EXTRAIT DE TEXTE
Mais apparemment, c’est elle qui a le meilleur contact avec le ciel aujourd’hui, car dix minutes plus tard, la voiture des propriétaires s’arrête devant nous et on nous sert un mélange explosif d’eau chaude, de rhum, de vin rouge et de sucre.
Cela nous permet de tenir jusqu’à ce que nous arrivions en haut de la côte, épuisées et soufflantes. Mais il restent encore 4 kilomètres de montées russes jusqu’à Guttau – et soudain, je n’en peux plus : des pieds humides et glacés ainsi qu’un dos horriblement douloureux, c’en est trop.
Mi se charge de demander une chambre et tombe sur un groupe d’hommes locaux au bar d’un hôtel, passablement éméchés, qui se moquent de son accent de la manière la plus grossière qui soit. Réplique glaciale de mon amie : „Moi, j’essaie au moins de parler votre langue !“ Silence dans les rangs. Et Mi nous trouve une chambre, même si celle-ci est hors de prix.
Nous prenons enfin une douche chaude et une aspirine à titre préventif. Un très bon dîner remonte le moral des troupes. Jouer ensuite avec un adorable bébé-chat est compris dans le prix. Je trouve même dans la bibliothèque de l’établissement le « Club des cinq“ d’Enid Blyton, un livre que j’ai lu pour la dernière fois il y a plus de trente ans et avec lequel je m’endors très vite en souriant.

LISTE DES DONNÉES
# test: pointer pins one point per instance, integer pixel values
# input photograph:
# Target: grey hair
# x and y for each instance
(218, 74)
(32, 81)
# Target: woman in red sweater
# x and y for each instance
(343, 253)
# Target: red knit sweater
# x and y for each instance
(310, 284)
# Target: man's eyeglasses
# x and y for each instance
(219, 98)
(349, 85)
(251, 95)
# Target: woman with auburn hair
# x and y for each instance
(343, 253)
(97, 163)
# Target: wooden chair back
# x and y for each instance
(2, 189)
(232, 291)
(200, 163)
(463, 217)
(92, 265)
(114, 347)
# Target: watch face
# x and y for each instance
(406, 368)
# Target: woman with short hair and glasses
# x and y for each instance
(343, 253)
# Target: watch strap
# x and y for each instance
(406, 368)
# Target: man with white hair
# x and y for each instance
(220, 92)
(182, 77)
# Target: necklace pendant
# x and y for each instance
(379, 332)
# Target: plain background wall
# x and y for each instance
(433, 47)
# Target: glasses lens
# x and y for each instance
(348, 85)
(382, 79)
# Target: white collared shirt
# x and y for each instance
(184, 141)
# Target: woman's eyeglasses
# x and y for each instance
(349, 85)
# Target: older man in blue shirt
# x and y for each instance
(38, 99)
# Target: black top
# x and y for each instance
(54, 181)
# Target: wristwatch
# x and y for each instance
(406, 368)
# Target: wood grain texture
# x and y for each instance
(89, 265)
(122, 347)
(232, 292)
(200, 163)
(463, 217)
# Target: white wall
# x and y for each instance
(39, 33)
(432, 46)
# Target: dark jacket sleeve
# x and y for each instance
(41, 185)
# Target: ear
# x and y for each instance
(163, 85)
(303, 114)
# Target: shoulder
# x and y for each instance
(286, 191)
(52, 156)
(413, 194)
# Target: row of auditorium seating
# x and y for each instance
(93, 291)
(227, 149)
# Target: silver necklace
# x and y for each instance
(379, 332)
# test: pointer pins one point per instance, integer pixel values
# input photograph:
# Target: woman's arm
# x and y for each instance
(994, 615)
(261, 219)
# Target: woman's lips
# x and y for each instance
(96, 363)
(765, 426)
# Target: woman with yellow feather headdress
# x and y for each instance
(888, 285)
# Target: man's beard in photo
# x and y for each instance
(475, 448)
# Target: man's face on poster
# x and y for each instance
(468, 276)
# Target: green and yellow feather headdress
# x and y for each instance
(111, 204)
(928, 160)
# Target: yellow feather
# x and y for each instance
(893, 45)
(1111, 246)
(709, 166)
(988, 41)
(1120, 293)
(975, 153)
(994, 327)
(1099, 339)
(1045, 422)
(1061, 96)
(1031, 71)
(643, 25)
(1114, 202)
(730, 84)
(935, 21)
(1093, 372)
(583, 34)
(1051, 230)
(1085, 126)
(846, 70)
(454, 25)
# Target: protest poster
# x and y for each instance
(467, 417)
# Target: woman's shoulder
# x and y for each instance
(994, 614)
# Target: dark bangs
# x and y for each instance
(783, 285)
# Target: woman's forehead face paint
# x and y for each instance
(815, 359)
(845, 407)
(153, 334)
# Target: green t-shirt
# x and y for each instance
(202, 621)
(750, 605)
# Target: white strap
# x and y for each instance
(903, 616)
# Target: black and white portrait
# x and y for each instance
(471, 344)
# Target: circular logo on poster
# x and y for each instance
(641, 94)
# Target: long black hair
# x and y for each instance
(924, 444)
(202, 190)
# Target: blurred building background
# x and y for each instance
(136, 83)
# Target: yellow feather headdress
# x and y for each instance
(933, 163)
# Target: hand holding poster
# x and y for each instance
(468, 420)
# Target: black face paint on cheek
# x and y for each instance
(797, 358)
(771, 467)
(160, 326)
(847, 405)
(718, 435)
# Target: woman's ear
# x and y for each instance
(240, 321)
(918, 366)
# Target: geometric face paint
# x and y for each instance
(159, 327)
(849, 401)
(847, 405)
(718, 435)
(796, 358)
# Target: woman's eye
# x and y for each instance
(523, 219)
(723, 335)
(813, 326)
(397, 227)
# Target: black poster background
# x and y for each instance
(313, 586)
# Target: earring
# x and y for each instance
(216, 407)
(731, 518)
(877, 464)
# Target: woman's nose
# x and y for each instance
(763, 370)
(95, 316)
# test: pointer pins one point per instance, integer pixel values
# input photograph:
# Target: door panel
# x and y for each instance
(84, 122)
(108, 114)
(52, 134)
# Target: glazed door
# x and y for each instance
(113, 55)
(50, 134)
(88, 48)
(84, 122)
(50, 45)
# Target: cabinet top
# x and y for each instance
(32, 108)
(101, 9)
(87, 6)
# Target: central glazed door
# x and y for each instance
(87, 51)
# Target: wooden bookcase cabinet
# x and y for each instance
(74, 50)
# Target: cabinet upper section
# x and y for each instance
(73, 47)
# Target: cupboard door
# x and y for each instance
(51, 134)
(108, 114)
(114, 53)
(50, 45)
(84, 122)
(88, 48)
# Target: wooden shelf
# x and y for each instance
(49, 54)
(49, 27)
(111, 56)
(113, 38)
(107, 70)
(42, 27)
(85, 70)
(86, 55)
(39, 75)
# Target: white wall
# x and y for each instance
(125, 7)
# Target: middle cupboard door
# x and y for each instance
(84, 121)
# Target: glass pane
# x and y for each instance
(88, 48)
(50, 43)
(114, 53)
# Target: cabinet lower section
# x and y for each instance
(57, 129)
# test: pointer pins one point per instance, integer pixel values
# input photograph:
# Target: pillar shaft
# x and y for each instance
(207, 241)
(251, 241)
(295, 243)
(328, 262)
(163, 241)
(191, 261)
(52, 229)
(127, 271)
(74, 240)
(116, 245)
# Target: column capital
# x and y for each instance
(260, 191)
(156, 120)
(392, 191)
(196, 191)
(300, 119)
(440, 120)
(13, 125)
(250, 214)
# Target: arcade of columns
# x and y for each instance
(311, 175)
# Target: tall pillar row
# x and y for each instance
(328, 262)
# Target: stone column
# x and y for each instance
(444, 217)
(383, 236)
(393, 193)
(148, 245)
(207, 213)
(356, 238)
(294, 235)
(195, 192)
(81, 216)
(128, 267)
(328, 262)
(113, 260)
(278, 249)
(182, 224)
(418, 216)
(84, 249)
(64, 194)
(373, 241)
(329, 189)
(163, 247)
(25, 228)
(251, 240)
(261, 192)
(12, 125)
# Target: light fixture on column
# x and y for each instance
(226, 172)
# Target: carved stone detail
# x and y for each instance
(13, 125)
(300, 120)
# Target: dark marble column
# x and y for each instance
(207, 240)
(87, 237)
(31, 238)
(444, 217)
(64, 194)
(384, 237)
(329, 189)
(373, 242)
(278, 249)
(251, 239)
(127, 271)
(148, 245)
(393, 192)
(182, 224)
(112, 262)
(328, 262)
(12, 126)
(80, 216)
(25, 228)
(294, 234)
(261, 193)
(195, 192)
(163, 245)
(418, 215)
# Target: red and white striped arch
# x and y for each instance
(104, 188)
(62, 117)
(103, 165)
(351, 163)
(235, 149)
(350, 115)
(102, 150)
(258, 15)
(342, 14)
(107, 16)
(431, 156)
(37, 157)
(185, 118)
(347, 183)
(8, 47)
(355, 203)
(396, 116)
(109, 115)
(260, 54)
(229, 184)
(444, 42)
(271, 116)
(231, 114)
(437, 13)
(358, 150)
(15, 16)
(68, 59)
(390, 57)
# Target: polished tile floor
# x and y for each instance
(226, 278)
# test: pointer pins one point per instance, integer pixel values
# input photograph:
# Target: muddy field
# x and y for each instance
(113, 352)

ÉNONCÉ
Prolongez le récit de marche en reprenant juste après sa dernière phrase.

RÉSULTAT OBTENU
LE LONG DU DANUBE PAS BLEU DU TOUT
Aujourd’hui, c’est du plaisir pur pour la cycliste ! Après une très courte montée, nous descendons pendant des heures à travers la vallée romantique de l’Aist et nous nous envolons presque ! Toutes les intempéries de la journée d’hier sont oubliées et tandis que l’air frais matinal nous fait frissonner – car il fait tout au plus dix degrés à la fin de ce mois de juillet ! – on se marre et comme Montand „à bicyclette…“!!

De grands arbres magnifiques, de superbes prairies fleuries et des maisons bien entretenues avec des jardins charmants devant sont un « plaisir des yeux » et nous ne regrettons plus du tout notre détour.
Petite halte à Schwertberg pour acheter des nectarines et du thé glacé à la pêche. Puis nous continuons à travers un tout autre paysage : maïs, betteraves et champs de blé se succèdent tandis que nous nous rapprochons de plus en plus du Danube.
Houh là, il est aussi brun et trouble que l’Inn, et même le soleil, qui fait une brève apparition, n’y peut rien. Johann Strauss, comme tu t’es trompé !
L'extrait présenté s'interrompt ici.